EXERCISE:
Swap every "lake" in the listing for "pond" and write the listing out again with nothing else changed. Leave the pictures out.

Dataset items
────────

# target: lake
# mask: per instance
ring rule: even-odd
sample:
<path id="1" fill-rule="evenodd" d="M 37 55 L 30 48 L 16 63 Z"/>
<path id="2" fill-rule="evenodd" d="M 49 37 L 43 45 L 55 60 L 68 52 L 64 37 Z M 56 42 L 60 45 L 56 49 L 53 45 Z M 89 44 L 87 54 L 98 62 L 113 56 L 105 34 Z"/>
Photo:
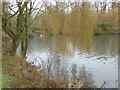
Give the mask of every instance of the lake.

────────

RESULT FOR THIS TASK:
# target: pond
# mask: per instance
ring rule: even-odd
sample:
<path id="1" fill-rule="evenodd" d="M 37 55 L 30 48 L 16 63 Z"/>
<path id="2" fill-rule="evenodd" d="M 49 37 L 43 45 L 55 60 L 68 52 L 64 37 Z M 56 42 L 60 45 L 56 49 L 53 45 Z M 89 44 L 87 54 L 98 62 L 113 56 L 105 34 Z"/>
Photo:
Give the mask of every instance of the pond.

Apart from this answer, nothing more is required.